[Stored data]

┌──

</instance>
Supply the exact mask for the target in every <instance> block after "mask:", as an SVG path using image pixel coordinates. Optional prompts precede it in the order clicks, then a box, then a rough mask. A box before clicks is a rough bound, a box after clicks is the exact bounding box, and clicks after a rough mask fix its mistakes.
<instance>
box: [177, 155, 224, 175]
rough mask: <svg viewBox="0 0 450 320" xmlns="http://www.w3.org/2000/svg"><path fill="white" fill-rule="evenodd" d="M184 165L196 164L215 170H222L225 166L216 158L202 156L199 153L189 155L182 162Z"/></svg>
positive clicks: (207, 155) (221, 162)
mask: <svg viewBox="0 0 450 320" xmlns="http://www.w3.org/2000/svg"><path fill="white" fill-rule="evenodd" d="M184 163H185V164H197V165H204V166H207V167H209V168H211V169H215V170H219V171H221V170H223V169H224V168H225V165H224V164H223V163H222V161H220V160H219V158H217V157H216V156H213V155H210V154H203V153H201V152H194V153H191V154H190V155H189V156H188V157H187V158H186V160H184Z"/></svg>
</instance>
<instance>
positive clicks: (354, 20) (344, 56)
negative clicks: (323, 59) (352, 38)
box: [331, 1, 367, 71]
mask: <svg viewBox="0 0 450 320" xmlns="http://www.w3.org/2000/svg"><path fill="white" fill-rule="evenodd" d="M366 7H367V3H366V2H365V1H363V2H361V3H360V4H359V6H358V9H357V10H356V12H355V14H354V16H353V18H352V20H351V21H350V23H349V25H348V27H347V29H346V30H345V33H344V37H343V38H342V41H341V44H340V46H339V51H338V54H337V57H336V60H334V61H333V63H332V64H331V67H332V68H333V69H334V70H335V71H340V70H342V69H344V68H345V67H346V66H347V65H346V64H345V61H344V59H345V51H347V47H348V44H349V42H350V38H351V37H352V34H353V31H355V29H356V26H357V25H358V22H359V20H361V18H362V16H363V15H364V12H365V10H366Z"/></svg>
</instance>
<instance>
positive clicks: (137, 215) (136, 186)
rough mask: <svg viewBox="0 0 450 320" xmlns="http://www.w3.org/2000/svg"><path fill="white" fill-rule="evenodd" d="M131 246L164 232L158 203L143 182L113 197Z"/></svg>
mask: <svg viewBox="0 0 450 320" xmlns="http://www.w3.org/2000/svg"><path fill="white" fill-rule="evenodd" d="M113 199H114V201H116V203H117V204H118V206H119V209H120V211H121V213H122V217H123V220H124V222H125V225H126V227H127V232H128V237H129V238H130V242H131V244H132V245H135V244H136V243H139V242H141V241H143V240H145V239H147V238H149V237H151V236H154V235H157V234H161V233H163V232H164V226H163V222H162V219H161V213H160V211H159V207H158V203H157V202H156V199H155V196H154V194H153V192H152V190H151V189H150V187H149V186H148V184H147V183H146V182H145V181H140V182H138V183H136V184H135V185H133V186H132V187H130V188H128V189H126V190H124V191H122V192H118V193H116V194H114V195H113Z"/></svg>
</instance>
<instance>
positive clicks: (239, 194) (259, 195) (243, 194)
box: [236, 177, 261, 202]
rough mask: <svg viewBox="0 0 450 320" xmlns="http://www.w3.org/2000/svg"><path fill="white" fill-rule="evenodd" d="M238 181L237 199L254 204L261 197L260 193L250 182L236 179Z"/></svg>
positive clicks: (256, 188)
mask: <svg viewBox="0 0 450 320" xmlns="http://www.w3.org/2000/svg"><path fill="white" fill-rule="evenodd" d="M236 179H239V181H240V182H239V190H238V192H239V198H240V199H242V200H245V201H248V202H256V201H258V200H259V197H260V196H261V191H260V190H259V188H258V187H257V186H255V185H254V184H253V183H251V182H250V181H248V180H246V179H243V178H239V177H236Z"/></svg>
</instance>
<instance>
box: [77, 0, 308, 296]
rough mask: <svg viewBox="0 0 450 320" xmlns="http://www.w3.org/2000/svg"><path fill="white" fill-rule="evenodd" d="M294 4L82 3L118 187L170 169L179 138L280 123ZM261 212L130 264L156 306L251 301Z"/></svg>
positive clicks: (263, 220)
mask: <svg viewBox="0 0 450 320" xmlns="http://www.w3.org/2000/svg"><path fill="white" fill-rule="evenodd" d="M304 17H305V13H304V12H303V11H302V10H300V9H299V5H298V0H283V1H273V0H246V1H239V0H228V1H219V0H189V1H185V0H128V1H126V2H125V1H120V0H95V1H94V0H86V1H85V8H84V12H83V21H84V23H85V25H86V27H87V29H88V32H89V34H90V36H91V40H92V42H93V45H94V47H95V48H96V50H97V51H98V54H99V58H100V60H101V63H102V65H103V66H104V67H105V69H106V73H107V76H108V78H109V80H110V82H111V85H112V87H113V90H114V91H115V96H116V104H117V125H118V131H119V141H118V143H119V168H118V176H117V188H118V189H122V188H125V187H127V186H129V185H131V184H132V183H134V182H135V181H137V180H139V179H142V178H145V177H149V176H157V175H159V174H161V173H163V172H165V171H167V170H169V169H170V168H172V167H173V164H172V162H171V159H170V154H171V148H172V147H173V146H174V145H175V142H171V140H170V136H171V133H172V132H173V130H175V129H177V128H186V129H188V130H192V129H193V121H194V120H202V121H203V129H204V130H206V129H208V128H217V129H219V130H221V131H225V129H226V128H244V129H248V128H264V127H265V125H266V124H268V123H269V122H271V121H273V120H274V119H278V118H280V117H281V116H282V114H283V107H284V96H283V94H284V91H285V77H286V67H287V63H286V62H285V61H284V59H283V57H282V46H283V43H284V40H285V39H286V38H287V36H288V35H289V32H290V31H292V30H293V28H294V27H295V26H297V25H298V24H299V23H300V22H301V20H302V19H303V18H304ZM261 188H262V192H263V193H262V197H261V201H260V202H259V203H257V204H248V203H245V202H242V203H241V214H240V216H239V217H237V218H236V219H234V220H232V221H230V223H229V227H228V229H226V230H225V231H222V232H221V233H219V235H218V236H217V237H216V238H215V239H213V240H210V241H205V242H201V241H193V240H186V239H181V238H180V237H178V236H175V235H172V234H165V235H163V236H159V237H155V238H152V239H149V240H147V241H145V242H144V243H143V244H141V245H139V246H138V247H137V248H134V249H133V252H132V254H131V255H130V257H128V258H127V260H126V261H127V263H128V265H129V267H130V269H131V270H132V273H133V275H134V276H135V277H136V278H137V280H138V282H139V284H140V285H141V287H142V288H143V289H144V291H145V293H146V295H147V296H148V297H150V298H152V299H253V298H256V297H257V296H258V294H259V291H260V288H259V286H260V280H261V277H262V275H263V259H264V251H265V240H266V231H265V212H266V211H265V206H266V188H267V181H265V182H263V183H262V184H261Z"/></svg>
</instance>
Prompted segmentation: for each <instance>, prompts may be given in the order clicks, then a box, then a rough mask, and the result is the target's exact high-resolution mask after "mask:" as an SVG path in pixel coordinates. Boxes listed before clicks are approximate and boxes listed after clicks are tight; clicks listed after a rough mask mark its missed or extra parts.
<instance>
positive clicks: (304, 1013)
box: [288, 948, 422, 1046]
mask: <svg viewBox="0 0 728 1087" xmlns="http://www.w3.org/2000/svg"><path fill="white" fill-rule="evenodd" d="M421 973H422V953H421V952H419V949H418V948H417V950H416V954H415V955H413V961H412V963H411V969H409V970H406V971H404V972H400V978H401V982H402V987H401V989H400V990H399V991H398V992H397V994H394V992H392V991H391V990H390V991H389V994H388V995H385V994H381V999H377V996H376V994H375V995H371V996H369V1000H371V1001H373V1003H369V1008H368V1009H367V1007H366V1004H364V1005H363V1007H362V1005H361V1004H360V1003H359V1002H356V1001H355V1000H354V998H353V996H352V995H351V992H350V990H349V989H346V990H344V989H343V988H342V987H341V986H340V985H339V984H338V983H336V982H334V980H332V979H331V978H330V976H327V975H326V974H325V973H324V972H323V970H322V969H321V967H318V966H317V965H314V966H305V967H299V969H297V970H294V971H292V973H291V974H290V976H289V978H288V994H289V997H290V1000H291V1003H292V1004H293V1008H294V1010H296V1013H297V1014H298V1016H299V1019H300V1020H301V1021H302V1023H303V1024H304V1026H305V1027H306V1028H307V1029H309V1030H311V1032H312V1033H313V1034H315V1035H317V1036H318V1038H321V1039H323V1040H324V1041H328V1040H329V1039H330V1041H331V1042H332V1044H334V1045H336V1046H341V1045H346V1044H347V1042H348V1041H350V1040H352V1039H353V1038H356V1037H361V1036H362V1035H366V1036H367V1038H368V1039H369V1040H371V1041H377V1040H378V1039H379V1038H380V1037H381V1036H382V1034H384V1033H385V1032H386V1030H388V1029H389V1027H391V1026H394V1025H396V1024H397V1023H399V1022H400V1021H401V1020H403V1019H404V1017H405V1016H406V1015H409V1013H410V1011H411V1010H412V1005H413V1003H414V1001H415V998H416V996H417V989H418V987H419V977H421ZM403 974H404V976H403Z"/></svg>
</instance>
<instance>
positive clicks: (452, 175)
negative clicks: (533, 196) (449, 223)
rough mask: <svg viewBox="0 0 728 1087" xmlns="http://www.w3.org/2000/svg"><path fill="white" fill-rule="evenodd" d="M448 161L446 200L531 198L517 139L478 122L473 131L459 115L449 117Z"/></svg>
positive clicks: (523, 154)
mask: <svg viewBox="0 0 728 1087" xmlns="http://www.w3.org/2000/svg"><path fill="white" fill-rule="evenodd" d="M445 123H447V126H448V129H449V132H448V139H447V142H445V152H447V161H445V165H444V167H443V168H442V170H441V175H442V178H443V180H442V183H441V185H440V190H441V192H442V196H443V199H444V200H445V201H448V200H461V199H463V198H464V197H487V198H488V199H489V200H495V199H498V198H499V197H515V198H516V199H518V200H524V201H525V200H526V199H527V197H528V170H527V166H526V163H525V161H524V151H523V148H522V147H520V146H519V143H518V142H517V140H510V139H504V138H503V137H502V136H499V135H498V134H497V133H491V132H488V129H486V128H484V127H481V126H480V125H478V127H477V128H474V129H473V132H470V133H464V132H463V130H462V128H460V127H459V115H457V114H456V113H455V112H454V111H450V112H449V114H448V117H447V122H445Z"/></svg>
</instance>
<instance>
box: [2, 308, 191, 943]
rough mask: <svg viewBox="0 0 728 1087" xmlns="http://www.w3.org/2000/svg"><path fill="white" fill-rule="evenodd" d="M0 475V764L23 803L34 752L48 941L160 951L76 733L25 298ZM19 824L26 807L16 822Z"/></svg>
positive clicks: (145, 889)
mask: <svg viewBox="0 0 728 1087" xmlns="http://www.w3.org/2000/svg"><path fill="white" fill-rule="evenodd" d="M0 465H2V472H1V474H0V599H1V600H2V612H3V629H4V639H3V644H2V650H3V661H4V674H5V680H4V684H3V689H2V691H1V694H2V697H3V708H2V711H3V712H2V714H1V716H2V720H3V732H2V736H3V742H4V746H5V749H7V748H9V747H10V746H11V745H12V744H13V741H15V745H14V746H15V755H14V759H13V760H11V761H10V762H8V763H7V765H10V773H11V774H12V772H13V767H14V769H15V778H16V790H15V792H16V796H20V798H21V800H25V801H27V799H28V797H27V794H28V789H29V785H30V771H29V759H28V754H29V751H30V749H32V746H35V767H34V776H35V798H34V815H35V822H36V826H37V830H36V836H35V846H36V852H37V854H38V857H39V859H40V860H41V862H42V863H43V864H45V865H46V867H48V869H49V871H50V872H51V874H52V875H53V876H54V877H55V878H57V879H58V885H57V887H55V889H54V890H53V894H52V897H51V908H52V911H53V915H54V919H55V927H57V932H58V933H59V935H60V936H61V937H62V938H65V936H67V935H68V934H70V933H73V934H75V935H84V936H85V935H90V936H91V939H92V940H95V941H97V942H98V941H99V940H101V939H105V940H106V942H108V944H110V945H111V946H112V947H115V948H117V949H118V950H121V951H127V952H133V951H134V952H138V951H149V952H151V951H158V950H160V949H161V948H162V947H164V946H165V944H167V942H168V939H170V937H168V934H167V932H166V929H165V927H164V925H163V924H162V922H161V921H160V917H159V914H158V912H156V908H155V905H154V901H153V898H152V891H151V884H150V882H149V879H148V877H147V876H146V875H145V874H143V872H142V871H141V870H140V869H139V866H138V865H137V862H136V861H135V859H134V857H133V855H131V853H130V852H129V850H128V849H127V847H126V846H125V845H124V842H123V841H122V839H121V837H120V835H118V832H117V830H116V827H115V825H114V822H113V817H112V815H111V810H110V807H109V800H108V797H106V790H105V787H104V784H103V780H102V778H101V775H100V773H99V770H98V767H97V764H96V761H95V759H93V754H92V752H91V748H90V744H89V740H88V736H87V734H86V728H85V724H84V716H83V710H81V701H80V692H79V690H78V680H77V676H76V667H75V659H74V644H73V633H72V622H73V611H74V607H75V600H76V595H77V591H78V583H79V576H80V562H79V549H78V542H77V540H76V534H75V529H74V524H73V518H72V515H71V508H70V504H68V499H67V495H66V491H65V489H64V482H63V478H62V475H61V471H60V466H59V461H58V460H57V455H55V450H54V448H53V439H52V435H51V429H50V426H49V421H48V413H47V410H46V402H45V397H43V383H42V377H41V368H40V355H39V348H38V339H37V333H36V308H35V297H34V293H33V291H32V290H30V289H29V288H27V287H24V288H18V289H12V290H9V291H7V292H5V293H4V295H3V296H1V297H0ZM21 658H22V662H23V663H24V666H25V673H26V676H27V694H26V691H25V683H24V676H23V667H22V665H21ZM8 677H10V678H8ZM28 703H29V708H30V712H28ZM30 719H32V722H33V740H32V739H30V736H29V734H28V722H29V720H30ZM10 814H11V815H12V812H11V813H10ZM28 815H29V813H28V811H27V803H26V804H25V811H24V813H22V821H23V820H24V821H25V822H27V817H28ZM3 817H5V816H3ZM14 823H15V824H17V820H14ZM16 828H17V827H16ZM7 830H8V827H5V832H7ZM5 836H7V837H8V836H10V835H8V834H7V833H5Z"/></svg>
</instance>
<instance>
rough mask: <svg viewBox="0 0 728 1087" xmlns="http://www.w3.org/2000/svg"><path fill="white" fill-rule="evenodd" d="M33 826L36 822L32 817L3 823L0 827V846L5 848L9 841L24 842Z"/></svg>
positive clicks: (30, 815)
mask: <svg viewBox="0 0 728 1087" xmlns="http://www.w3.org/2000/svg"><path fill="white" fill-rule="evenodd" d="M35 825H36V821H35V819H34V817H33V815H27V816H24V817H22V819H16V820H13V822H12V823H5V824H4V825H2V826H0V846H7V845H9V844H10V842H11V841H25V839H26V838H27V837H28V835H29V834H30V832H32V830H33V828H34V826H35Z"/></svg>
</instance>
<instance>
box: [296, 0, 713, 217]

└──

*Exercise*: Reproduce exactly the entries above, limited to the lines from the one with "positive clicks: (137, 215) (136, 186)" through the one with "4L82 3L118 187L170", both included.

*Response to the exercise*:
positive clicks: (137, 215) (136, 186)
rough mask: <svg viewBox="0 0 450 320" xmlns="http://www.w3.org/2000/svg"><path fill="white" fill-rule="evenodd" d="M131 246L164 232L158 203L143 182L113 197Z"/></svg>
mask: <svg viewBox="0 0 450 320" xmlns="http://www.w3.org/2000/svg"><path fill="white" fill-rule="evenodd" d="M113 199H114V201H116V203H117V204H118V206H119V209H120V211H121V213H122V217H123V220H124V222H125V225H126V227H127V232H128V237H129V238H130V242H131V244H132V245H135V244H136V243H139V242H141V241H143V240H145V239H147V238H149V237H151V236H154V235H157V234H161V233H163V232H164V226H163V222H162V219H161V213H160V211H159V207H158V203H157V202H156V199H155V196H154V194H153V192H152V190H151V189H150V187H149V186H148V184H147V183H146V182H145V181H140V182H138V183H136V184H135V185H133V186H132V187H130V188H128V189H126V190H124V191H122V192H118V193H116V194H114V195H113Z"/></svg>
</instance>
<instance>
positive clicks: (239, 194) (259, 195) (243, 194)
box: [236, 177, 261, 202]
rough mask: <svg viewBox="0 0 450 320" xmlns="http://www.w3.org/2000/svg"><path fill="white" fill-rule="evenodd" d="M238 181L237 199L254 204L261 197L260 193L250 182L236 179Z"/></svg>
positive clicks: (256, 188)
mask: <svg viewBox="0 0 450 320" xmlns="http://www.w3.org/2000/svg"><path fill="white" fill-rule="evenodd" d="M236 179H239V181H240V182H239V190H238V192H239V198H240V199H242V200H245V201H248V202H256V201H258V200H259V197H260V196H261V191H260V190H259V188H258V187H257V186H255V185H254V184H253V183H251V182H250V181H248V180H246V179H243V178H239V177H236Z"/></svg>
</instance>
<instance>
box: [77, 0, 308, 296]
rough mask: <svg viewBox="0 0 450 320" xmlns="http://www.w3.org/2000/svg"><path fill="white" fill-rule="evenodd" d="M294 4L82 3L118 187L170 169L179 138L280 123ZM261 212L130 264L156 306L251 301Z"/></svg>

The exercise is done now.